Telanjang: Puncak Kesadaran Rekonsiliasi // The Naked Truth
Somewhat interesting come into sight in the RECONSCULTURE visual art exhibition presented from May 4 to June 27, 2006 at ARMA (Agung Rai Museum of Art) Ubud. In despite of prolonged debates over the Anti Pornography & Pornoaction Bill – a proposed law in which include harsh constraints toward artistic exploitation of the human body – within RECONSCULTURE there are a number of artworks stating otherwise; clearly depicting the beauty of intercourse and sensuality of the human body.
Kurator pameran Putu Wirata Dwikora mengaku tak cemas tentang tampilnya karya-karya yang oleh kalangan tertentu boleh jadi dipandang ‘’pornografi’’. Namun pihaknya, lebih memahami ini sebagai pilihan ekspresi yang berdasar pada konsep tematik dan juga estetika yang secara universal dapat diterima.
The exhibition curator, Putu Wirata Dwikora admits he has no worries with the displaying of those artworks although he recognizes that such representation might be deemed as pornography by some. Both the organizer and Putu comprehend this matter as an articulation of a universally accepted aesthetic concept and theme.
Bukankah berbagai ekspresi tentang tubuh telanjang telah begitu akrab dengan kalangan seniman-seniman di Bali dan seantero dunia? tanya Putu dan lanjut mencontohkan berbagai konsep tentang tubuh, dan juga seks telah banyak dieksplorasi kalangan seniman. “Perhatikan patung David karya Michelangelo atau visualisasi wanita penghibur “Les Demoiselles d’Avignon” oleh Pablo Picasso. Lihat juga karya-karya Basuki Abdullah, Dewa Putu Mokoh, dan almarhum IGAK Murniasih.
“Isn’t nudity a common visual language among artists all over the world?” he added rethorically. “Observe the works of past maestros’ including Michelangelo’s sculpture of David, or Picasso’s Les Demoiselles d’Avignon. At home, view the works of Basuki Abdullah, Dewa Putu Mokoh, and the late IGAK Murniasih”, he mentions a few renowned names.

▸ **Tugas 1**:
Tuliskan persis bagian teks bacaan yang dimulai dengan kata-kata berisi "The exhibition curator, Putu" dan berakhir dengan "concept and theme.".
▸ **Tugas 2**:
Menurut teks bacaan, siapa kurator pameran RECONSCULTURE?
Gunakan hanya teks bacaan di atas sebagai sumber.

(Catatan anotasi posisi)
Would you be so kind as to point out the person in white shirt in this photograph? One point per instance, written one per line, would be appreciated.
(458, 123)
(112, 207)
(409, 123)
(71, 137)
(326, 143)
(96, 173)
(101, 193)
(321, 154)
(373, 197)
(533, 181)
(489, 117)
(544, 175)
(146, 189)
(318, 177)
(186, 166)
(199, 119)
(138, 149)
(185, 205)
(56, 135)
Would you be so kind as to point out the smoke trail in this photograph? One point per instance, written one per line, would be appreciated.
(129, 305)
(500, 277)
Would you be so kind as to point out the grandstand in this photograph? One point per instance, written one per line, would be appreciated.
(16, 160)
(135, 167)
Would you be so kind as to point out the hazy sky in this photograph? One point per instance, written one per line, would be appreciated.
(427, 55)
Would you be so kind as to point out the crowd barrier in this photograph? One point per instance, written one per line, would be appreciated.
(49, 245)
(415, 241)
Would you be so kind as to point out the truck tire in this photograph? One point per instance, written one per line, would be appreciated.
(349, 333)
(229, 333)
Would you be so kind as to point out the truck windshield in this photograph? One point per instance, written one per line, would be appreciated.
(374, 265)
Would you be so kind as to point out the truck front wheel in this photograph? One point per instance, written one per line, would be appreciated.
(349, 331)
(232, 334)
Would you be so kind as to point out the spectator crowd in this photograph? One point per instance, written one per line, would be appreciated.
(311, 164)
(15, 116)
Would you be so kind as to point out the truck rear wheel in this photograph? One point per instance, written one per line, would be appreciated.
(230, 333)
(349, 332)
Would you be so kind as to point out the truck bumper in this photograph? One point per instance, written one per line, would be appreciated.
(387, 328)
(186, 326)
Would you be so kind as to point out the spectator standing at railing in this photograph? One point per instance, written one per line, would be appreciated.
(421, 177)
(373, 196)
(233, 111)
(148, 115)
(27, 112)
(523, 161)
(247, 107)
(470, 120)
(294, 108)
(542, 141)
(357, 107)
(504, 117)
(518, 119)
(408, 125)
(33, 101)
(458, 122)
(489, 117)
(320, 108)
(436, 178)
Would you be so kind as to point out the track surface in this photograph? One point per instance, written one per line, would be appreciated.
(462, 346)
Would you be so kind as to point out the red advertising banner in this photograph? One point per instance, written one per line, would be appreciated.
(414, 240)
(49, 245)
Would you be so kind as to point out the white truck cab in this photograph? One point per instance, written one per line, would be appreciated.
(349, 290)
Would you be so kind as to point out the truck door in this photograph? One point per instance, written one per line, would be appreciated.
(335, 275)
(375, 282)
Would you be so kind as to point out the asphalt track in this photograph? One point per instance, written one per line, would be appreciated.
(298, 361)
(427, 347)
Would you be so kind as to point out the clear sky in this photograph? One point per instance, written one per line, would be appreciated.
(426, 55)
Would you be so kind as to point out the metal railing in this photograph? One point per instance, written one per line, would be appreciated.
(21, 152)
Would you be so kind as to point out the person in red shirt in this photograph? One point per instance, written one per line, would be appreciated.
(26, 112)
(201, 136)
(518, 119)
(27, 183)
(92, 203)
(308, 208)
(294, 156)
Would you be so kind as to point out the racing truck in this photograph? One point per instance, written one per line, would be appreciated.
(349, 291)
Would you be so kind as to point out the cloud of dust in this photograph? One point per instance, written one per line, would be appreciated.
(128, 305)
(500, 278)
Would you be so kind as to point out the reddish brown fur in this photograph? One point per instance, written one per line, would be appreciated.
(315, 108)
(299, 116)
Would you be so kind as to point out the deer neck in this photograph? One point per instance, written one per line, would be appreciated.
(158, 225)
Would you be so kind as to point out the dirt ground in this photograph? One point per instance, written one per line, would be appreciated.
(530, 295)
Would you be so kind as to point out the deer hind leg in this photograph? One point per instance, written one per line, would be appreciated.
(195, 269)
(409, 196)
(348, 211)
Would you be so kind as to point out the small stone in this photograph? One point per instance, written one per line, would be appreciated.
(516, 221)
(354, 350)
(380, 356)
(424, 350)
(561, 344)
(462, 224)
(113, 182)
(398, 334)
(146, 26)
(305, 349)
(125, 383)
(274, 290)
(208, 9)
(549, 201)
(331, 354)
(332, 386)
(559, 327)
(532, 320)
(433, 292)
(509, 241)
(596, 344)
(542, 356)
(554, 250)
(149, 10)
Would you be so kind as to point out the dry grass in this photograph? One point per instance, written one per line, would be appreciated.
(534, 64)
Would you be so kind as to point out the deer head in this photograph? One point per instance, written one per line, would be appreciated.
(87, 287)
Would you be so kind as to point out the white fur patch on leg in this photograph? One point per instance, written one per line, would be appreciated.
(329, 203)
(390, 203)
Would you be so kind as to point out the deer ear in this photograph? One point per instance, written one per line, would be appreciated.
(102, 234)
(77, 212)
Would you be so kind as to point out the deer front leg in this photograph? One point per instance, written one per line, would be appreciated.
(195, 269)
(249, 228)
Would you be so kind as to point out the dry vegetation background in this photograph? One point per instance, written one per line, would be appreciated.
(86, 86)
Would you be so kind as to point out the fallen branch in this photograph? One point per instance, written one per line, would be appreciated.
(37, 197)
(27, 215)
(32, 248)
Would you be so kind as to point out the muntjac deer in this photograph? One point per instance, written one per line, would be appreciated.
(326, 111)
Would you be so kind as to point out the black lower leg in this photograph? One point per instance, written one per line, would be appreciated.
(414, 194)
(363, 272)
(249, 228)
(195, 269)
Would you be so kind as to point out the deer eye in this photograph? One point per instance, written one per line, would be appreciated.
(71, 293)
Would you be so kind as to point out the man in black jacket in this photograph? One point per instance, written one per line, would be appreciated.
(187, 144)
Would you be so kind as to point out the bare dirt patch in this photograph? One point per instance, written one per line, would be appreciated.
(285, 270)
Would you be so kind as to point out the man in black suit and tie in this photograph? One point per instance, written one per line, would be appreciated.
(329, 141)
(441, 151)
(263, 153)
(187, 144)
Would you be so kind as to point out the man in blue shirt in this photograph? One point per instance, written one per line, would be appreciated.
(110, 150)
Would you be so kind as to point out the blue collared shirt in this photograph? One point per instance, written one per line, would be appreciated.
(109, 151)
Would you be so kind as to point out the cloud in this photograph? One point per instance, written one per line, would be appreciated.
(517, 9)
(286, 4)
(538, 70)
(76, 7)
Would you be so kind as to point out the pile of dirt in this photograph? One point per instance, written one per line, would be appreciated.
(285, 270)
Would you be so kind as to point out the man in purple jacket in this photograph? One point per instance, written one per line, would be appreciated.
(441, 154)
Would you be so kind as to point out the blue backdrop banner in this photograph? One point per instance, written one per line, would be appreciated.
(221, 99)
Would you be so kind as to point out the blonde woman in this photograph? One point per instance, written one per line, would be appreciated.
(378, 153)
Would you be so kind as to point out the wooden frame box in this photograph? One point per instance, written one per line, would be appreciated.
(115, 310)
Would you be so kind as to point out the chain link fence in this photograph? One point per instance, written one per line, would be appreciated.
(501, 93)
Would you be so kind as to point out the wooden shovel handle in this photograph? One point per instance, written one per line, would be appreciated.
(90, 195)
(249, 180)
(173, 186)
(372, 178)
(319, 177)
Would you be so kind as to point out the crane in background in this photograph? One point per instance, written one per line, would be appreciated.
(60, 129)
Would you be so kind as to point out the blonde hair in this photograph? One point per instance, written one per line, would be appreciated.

▸ **Jawaban 1**:
The exhibition curator, Putu Wirata Dwikora admits he has no worries with the displaying of those artworks although he recognizes that such representation might be deemed as pornography by some. Both the organizer and Putu comprehend this matter as an articulation of a universally accepted aesthetic concept and theme.

▸ **Jawaban 2**:
Kurator pameran RECONSCULTURE adalah Putu Wirata Dwikora.